Items from a data source:
++++++++++

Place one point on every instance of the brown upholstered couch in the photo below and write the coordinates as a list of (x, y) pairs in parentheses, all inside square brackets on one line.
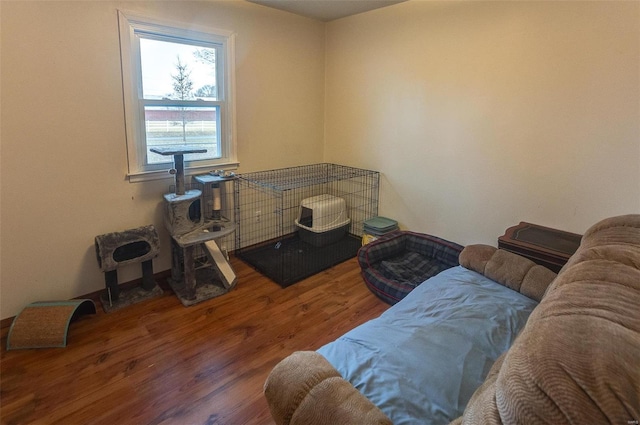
[(576, 361)]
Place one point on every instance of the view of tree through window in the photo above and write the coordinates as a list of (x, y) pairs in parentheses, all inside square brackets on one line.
[(179, 91)]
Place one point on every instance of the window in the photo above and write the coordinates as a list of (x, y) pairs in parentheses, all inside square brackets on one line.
[(178, 90)]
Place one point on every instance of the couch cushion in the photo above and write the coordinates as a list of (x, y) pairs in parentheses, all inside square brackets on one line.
[(422, 359), (577, 360)]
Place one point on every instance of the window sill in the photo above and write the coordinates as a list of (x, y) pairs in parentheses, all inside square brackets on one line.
[(144, 176)]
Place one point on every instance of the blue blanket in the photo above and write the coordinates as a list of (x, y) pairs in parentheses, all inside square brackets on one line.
[(422, 359)]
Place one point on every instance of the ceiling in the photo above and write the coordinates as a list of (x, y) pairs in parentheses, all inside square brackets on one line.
[(326, 10)]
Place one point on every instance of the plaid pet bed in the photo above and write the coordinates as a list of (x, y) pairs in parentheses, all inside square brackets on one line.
[(395, 264)]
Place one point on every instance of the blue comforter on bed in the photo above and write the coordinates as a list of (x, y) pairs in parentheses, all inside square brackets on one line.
[(422, 359)]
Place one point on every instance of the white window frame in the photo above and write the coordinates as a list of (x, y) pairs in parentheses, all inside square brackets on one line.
[(131, 27)]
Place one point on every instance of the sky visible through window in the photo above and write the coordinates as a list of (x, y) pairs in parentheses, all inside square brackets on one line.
[(173, 125), (159, 62)]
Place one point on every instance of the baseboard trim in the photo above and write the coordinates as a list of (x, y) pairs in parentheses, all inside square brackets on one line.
[(160, 278)]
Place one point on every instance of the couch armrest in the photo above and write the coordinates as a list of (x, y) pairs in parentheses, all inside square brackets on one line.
[(305, 388), (508, 269)]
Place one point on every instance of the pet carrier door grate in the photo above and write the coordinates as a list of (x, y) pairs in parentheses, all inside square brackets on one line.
[(295, 222)]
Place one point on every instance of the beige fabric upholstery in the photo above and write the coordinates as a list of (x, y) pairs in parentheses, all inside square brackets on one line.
[(576, 361), (305, 389), (511, 270), (578, 358)]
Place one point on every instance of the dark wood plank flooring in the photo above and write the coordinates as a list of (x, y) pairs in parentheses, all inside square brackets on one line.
[(160, 363)]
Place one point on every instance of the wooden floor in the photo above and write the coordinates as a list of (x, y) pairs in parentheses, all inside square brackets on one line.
[(158, 362)]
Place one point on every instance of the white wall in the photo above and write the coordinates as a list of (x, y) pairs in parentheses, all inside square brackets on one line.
[(478, 114), (63, 153), (484, 114)]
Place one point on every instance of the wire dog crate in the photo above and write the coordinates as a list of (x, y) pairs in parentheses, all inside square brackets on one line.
[(295, 222)]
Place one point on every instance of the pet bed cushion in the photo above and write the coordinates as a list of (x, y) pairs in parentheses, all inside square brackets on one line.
[(395, 264)]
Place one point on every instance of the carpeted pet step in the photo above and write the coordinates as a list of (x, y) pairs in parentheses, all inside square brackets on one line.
[(44, 324)]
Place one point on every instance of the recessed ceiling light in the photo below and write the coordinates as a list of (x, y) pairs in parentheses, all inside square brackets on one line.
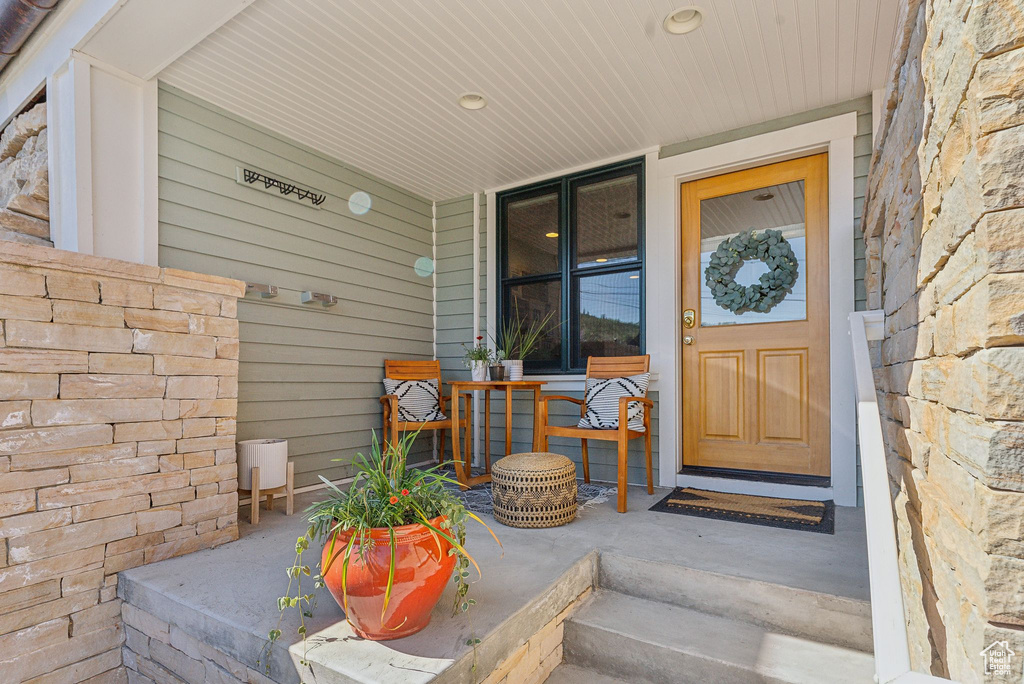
[(683, 19), (472, 100)]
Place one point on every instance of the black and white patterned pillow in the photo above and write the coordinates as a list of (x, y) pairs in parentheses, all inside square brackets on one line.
[(419, 400), (602, 401)]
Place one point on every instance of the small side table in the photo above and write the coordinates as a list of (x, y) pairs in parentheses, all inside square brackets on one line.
[(463, 466)]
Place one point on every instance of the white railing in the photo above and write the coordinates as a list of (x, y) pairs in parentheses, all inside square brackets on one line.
[(892, 651)]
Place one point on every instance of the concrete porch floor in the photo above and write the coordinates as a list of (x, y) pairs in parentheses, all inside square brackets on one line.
[(230, 591)]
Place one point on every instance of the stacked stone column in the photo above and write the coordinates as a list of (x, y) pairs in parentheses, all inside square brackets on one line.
[(944, 226), (118, 395)]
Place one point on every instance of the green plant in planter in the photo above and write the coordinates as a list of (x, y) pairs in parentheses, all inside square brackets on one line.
[(383, 495), (518, 338), (479, 352)]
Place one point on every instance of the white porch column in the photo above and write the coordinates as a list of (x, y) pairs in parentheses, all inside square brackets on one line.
[(99, 60), (102, 127)]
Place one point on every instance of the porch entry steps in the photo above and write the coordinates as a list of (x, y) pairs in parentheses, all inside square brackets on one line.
[(647, 641), (657, 623)]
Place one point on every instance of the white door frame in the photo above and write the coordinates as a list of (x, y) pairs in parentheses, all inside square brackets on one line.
[(835, 135)]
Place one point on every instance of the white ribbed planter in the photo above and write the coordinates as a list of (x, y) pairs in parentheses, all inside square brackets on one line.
[(513, 369), (270, 456)]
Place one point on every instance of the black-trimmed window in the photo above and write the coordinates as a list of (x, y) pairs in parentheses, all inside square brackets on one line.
[(574, 246)]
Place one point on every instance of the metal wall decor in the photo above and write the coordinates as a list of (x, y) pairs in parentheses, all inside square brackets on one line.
[(262, 180)]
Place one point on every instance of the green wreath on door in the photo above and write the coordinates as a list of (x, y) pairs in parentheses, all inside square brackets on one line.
[(769, 247)]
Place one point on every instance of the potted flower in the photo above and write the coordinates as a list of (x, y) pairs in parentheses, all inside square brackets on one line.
[(391, 543), (477, 359), (518, 339)]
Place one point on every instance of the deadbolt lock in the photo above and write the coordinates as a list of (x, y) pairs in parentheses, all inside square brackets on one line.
[(689, 318)]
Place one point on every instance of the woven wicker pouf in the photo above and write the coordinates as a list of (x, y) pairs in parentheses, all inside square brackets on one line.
[(534, 490)]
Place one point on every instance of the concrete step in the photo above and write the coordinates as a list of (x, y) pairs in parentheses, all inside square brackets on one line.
[(822, 617), (571, 674), (646, 641)]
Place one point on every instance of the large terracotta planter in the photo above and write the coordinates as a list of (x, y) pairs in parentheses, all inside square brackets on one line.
[(422, 570)]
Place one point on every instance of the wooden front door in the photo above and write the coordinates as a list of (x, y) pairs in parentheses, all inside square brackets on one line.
[(756, 383)]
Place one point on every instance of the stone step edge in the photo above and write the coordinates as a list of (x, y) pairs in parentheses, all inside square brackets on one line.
[(792, 610)]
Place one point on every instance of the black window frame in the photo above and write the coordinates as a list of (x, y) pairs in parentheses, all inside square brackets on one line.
[(569, 273)]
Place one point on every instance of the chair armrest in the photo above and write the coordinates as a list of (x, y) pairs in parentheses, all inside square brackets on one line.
[(561, 397)]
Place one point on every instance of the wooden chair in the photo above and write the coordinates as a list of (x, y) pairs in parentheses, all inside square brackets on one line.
[(602, 368), (401, 370)]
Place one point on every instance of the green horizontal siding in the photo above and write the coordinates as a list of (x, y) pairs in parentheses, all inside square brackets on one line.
[(305, 373)]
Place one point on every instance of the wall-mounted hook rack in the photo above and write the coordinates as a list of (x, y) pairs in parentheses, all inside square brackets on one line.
[(264, 291), (325, 299)]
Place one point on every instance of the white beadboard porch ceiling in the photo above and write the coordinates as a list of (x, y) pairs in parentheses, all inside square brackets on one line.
[(375, 82)]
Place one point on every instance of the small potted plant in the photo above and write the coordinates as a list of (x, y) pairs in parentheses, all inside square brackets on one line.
[(518, 339), (478, 358), (391, 543), (497, 369)]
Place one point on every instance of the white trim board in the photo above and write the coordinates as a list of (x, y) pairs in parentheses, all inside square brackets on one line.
[(835, 135)]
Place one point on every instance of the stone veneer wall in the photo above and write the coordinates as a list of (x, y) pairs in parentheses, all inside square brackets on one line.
[(118, 386), (25, 190), (944, 230)]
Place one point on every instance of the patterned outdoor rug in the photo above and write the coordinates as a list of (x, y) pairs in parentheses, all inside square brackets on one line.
[(814, 516), (479, 500)]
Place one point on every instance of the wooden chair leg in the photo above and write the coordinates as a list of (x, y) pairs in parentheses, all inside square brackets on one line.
[(586, 462), (290, 489), (468, 398), (254, 495), (542, 426), (624, 450), (650, 467)]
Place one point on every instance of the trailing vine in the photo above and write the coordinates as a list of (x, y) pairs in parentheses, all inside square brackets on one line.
[(383, 495)]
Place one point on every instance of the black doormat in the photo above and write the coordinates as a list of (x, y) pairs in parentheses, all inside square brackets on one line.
[(814, 516)]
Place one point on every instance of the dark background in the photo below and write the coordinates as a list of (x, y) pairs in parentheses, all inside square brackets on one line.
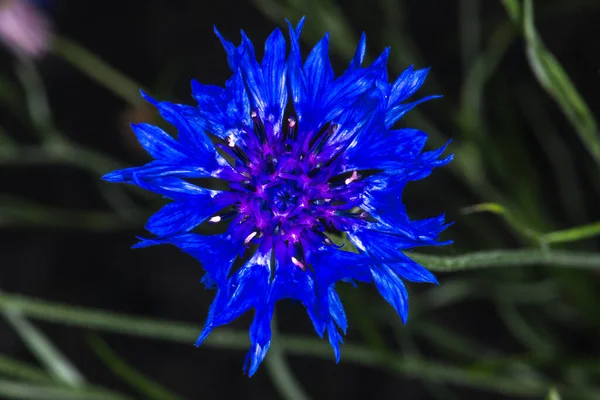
[(162, 45)]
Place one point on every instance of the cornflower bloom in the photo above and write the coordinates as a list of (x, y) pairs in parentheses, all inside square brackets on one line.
[(283, 159)]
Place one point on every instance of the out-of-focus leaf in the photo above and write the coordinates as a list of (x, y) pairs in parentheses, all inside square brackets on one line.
[(553, 78), (43, 349), (149, 388)]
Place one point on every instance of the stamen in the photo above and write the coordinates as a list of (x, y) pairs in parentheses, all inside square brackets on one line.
[(231, 212), (315, 170), (353, 177), (236, 150), (250, 237), (271, 163), (290, 134), (292, 125), (323, 138), (298, 263), (231, 141), (259, 127)]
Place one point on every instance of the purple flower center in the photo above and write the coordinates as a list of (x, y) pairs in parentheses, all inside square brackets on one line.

++++++++++

## HOW TO COMPLETE THIS TASK
The answer should be an exact copy of the lines from the one containing "Place one point on every instance of the stamen" through the last line of the entries, both included.

## WRITTEN ANSWER
Place one point on every instance of the stamen in the photo above and write the coordinates as a list of (x, y) pairs in parentheses, all inside square brackets on one line.
[(231, 212), (315, 170), (353, 177), (236, 150), (250, 237), (271, 163), (290, 134), (292, 125), (323, 138), (298, 263), (231, 141), (259, 127)]
Place one point on every instance of the purple flower center in the photo above and write the coordinates as a list of (x, y) pairs in parentheses, all inside square brackets on one line.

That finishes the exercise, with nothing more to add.